Quoted passage -
..............................

Australia21 is in the business of researching the public policy settings that would help to make the world a better place. So it’s timely to offer a few observations, in a week when the 61 percent of Australians who identified as Christian at the last census should have just renewed their faith.

For many Australians, the focus was on making the most of an unusually long weekend, free of work responsibilities – and free of religious obligation. Peter Broelman’s iconic cartoon from several years ago illustrates the point.

But Christianity has at its centre the story of Jesus being persecuted, suffering, making the ultimate self-sacrifice and being given a new life. Most Christians (though not followers of the Eastern Orthodox Church) believe the Last Supper, held the night before Jesus was tortured and executed, was a celebration of the Jewish passover that commemorates the liberation from slavery in Egypt and the exodus to freedom under the leadership of Moses (a story also told in the Qur’an and central to Islamic faith). Both offer messages of hope for oppressed people.

The parallels with modern refugee stories are obvious. They bring to mind the stream of nativity memes that hit social media platforms around Christmas time, in case anyone has missed the point (see right, and below for more).

A conservative-progressive paradox highlighted by rallies for refugees

So it’s not surprising that Palm Sunday, the beginning of the Holy Week that leads up to Easter, has become a day marked by rallies for refugees.

..............................

Dataset records -
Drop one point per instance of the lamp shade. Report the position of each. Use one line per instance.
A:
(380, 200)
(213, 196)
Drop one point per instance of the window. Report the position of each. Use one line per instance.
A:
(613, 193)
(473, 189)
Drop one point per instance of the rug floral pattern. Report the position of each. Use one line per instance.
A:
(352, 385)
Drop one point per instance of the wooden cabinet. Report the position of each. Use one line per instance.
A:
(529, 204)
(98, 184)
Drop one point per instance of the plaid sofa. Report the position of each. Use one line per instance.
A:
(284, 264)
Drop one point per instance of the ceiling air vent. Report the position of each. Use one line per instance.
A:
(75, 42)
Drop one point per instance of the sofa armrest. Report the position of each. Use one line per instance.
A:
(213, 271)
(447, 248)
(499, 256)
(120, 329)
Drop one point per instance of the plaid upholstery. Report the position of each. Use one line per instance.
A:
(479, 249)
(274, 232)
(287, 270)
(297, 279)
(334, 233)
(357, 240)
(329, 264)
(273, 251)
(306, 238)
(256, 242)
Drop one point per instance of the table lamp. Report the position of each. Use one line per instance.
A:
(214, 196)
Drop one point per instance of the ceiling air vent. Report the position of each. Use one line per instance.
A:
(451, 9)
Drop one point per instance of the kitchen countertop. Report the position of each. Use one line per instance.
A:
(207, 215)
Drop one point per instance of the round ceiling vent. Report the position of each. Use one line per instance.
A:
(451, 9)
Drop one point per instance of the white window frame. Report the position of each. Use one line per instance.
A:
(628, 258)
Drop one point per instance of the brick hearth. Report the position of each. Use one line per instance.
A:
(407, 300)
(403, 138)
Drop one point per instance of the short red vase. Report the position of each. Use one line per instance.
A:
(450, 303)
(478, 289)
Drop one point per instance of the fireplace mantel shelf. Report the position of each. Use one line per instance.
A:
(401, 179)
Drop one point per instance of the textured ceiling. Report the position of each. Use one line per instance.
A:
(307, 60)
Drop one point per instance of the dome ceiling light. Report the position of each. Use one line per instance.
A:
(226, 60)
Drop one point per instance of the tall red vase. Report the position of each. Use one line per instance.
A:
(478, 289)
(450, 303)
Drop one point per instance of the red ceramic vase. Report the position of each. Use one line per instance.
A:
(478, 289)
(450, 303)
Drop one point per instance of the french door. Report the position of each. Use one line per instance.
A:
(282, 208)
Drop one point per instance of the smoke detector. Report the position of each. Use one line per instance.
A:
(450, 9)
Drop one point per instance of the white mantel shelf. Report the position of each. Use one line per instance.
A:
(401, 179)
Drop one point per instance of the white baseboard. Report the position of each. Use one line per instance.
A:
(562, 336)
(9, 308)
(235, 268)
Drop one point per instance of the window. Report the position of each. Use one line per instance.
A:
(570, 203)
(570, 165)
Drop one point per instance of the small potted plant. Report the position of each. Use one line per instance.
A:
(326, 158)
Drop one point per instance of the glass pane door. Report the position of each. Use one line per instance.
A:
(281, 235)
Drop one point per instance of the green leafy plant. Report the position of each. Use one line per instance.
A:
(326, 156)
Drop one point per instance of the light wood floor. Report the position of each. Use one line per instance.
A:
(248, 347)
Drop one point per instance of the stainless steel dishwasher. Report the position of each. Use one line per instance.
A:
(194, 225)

..............................

Required action A - Copy the stretch of the Australia21 article from "For many Australians, the" through "for oppressed people.".
Required action B - In the Australia21 article, what share of Australians identified as Christian at the last census?
Required action C - Pick up the Australia21 article after its last sentence and keep writing it.
You won't need the items.

Answer section A -
For many Australians, the focus was on making the most of an unusually long weekend, free of work responsibilities – and free of religious obligation. Peter Broelman’s iconic cartoon from several years ago illustrates the point.

But Christianity has at its centre the story of Jesus being persecuted, suffering, making the ultimate self-sacrifice and being given a new life. Most Christians (though not followers of the Eastern Orthodox Church) believe the Last Supper, held the night before Jesus was tortured and executed, was a celebration of the Jewish passover that commemorates the liberation from slavery in Egypt and the exodus to freedom under the leadership of Moses (a story also told in the Qur’an and central to Islamic faith). Both offer messages of hope for oppressed people.

Answer section B - 61 percent.

Answer section C -
Christians and non-Christians concerned about social justice protested again this year, in cities and towns around Australia. Among them were members of many secular community organisations, including the Refugee Action Coalition, Mums 4 Refugees, Doctors for Refugees and various trade unions.

In Sydney, the opening speech was given by Samuel Pho, who came to Australia as a Vietnamese ‘boat person’ and is now the National Secretary of the Salvation Army. Other speakers included Dr Sue Wareham from the Medical Association for Prevention of War and Joumana Harris who is President of the Muslim Women’s Association.

In Canberra, the rally prompted an interesting response by John Warhurst, an emeritus professor of political science at the Australian National University. He reflected on the place of Christians in Australian society, in a newspaper comment headlined Australia’s Christians form a broader political church that most realise.

‘The nation has become more secular than it has ever been, though church attendance on special occasions like Easter – close to four million people, according to one analysis – shows that Christian roots in the community should not be underestimated. That makes Easter an appropriate time for a stocktake of Christian political participation just as the political year gets seriously under way at budget time. The first thing that must never be forgotten about Christianity in Australia is that it is amazingly diverse. No one can ever claim to speak on its behalf.’

Warhurst noted the paradox often confronting Christians themselves.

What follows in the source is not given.